Coordinate annotation records
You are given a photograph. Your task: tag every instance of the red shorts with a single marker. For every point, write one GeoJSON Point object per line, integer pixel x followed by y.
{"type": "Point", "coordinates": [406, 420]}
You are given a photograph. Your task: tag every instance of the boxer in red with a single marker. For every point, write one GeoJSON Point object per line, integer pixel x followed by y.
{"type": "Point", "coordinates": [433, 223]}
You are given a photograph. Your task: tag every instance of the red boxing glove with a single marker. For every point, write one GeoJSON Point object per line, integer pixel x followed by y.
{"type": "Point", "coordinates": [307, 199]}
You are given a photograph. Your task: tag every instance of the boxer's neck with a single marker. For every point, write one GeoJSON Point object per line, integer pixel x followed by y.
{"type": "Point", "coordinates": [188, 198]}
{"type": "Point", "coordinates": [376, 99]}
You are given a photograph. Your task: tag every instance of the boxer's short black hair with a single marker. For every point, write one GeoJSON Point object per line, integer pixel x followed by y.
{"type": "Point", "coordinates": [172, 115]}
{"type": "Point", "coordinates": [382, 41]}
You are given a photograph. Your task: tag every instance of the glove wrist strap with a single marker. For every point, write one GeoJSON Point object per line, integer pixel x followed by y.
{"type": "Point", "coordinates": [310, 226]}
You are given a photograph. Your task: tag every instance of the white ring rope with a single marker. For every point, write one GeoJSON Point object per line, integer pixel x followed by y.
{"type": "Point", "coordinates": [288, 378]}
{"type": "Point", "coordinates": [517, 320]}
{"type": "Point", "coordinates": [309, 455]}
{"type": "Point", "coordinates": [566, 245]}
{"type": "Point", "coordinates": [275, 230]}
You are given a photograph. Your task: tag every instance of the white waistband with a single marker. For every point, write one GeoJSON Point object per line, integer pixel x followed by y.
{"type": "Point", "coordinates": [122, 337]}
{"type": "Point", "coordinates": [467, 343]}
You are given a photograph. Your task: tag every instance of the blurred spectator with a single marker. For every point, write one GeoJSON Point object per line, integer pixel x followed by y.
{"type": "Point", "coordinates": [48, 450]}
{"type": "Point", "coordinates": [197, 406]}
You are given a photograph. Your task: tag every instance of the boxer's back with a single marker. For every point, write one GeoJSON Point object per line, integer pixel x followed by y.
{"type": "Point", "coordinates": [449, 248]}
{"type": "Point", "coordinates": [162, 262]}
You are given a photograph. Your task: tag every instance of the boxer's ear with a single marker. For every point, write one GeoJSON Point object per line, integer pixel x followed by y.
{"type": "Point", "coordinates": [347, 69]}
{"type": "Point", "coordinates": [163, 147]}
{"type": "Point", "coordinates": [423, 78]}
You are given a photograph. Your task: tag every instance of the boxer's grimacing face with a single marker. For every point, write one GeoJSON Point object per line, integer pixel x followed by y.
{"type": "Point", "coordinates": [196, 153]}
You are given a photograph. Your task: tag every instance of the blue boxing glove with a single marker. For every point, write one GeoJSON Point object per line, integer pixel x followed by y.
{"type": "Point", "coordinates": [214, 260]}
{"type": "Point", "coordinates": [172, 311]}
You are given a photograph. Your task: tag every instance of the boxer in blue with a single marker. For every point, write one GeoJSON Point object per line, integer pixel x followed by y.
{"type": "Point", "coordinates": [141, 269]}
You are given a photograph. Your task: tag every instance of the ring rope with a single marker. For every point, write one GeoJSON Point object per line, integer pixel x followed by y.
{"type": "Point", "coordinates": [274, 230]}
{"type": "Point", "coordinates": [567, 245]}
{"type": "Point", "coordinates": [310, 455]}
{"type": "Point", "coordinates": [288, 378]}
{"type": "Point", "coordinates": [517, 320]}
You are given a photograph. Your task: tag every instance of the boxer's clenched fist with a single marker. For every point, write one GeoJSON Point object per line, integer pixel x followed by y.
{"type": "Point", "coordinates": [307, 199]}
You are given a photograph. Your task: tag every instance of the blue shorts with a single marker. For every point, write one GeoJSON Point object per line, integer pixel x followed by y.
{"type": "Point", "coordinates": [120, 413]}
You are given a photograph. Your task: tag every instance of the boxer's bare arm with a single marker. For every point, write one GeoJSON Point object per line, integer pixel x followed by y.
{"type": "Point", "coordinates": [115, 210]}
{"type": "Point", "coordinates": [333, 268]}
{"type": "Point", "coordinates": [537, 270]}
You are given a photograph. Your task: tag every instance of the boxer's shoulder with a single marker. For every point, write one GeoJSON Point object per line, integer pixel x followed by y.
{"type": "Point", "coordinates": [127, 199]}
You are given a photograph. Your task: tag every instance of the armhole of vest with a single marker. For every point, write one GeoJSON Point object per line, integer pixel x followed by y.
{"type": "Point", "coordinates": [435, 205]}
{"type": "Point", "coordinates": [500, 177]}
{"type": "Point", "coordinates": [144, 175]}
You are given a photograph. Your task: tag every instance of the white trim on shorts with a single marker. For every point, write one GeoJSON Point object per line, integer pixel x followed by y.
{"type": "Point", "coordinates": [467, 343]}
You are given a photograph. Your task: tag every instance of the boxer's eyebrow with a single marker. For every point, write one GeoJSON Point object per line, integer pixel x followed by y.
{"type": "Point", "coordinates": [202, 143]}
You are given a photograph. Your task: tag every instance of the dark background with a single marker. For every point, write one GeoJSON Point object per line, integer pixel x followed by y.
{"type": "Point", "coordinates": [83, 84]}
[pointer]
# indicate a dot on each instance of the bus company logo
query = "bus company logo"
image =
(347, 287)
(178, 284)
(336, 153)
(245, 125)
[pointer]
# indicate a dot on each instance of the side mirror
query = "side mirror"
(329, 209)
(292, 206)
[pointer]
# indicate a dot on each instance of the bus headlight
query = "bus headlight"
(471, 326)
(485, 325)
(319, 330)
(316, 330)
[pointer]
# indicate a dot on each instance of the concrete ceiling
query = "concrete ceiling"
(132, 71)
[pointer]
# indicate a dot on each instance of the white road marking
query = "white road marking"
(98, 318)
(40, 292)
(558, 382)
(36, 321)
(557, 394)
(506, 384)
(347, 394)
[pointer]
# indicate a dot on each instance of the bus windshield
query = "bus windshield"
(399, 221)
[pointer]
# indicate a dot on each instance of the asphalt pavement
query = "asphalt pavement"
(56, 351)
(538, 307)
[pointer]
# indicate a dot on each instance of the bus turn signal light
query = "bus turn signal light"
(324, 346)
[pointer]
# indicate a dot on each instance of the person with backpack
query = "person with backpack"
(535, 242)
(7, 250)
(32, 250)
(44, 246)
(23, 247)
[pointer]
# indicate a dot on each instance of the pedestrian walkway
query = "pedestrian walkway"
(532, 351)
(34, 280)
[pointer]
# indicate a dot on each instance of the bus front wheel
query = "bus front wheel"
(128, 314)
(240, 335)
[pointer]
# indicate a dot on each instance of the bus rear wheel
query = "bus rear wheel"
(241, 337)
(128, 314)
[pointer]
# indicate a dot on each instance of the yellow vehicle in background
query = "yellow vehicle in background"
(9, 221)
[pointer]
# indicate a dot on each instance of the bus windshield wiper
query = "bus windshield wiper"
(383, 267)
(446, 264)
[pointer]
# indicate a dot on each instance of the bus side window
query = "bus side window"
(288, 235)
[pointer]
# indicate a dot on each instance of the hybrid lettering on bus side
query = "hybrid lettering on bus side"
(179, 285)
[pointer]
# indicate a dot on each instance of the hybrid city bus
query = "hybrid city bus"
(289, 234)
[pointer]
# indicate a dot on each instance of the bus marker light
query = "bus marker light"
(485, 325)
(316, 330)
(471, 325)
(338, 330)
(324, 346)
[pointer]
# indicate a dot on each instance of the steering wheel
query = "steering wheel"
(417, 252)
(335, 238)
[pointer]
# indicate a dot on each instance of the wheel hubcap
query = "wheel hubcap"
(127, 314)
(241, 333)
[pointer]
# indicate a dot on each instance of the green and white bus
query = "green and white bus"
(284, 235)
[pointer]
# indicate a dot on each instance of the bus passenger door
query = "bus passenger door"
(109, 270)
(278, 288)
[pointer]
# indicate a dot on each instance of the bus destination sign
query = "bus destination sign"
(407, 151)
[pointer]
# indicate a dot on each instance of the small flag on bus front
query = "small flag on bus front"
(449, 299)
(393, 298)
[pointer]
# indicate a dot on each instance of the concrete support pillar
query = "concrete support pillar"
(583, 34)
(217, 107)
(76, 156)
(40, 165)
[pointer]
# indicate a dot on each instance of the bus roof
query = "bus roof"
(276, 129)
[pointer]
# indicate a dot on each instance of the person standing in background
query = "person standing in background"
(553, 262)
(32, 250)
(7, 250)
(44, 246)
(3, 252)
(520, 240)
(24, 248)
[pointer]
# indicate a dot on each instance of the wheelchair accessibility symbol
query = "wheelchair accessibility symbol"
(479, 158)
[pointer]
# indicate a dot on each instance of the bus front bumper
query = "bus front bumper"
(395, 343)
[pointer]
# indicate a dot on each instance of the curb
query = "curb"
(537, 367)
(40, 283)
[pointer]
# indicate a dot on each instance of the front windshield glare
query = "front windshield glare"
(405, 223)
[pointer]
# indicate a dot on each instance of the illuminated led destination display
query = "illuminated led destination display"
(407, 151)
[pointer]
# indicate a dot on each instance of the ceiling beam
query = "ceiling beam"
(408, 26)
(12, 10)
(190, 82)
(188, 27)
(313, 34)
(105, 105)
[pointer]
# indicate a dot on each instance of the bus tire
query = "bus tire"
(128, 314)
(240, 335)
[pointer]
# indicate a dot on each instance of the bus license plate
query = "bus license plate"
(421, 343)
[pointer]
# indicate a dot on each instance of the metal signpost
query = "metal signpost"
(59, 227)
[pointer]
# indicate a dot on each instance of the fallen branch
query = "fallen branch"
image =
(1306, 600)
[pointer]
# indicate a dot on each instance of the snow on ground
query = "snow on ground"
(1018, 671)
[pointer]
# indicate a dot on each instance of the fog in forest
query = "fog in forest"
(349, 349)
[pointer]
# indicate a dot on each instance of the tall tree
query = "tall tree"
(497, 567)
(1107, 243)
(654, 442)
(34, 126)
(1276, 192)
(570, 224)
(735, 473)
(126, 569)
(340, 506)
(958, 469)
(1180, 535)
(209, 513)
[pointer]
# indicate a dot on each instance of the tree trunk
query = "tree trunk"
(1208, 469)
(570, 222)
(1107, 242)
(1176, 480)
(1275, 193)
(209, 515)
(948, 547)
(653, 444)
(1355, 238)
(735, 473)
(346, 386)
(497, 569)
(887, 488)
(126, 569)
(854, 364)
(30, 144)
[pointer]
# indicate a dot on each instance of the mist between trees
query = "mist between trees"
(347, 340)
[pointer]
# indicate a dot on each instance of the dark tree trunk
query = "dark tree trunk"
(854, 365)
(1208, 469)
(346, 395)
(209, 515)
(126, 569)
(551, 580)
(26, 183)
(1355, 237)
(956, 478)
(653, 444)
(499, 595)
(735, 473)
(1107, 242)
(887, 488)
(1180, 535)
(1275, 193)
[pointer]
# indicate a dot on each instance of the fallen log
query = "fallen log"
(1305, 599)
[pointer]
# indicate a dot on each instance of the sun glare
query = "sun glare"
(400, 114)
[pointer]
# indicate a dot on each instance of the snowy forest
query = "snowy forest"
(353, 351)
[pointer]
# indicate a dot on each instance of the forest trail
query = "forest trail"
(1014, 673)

▸ REQUIREMENTS: Show each line of the listing above that contains the string "support". Treat uppercase and lowercase letters as different.

▸ REPLY:
# indicate a dot on each instance of the concrete support pillar
query = "concrete support pillar"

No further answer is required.